(Image-grounded pointing data)

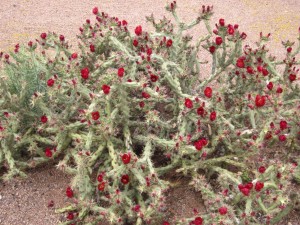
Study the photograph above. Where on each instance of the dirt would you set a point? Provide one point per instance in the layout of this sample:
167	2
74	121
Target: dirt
26	201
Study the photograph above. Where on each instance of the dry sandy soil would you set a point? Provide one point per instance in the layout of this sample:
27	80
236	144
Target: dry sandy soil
26	201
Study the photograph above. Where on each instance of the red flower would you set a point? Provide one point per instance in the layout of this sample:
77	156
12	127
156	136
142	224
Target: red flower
92	48
70	216
169	43
283	124
213	116
198	221
201	111
95	11
230	30
270	86
126	158
95	115
74	55
188	103
135	42
100	178
101	186
44	119
142	104
48	152
219	40
145	95
69	192
121	72
138	30
259	185
212	49
240	62
125	179
198	145
223	210
261	169
250	70
44	36
282	138
208	92
61	37
260	101
279	90
222	22
50	82
85	73
265	72
105	89
153	78
292	77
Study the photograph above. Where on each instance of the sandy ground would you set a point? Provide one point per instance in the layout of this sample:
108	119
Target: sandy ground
26	201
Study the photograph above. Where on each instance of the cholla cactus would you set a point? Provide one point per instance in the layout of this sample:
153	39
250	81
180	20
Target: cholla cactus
109	108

WORK INSTRUCTION
What is needed is an exact reproduction of the data, pictures excluded.

WRITTEN ANSWER
Study the photograph above. Where on each instance of the dirt would you set a point? Provide one point per instance in the layout of this sample:
167	2
74	121
Target: dirt
26	201
Study the photograph above. Where on each instance of the dry sandy soil would you set a point? Provide one point per instance in the layout of this sample:
27	80
236	144
Target: dry sandy soil
26	201
Study the photograph above. Where on each instance of the red flower would you set a point? Provide one point per instance in the layout of this sample:
77	156
12	127
156	136
142	224
Target: red flower
92	48
70	216
169	43
283	124
213	116
198	221
201	111
95	11
230	30
270	86
126	158
95	115
74	55
188	103
135	42
100	178
101	186
44	119
142	104
48	152
219	40
145	95
69	192
121	72
138	30
259	185
212	49
240	62
125	179
198	145
223	210
261	169
250	70
44	36
282	138
208	92
61	37
260	101
279	90
222	22
50	82
85	73
265	72
105	89
153	78
292	77
Study the photograph above. Where on each instance of the sandy ground would you set a point? Provide one point per instance in the layout of this sample:
108	119
Target: sandy ground
26	201
Study the photograph above. Where on each instance of the cholla cactus would you set a point? Provide one point per instance in the layout of this sample:
153	39
250	81
180	20
Target: cholla cactus
109	108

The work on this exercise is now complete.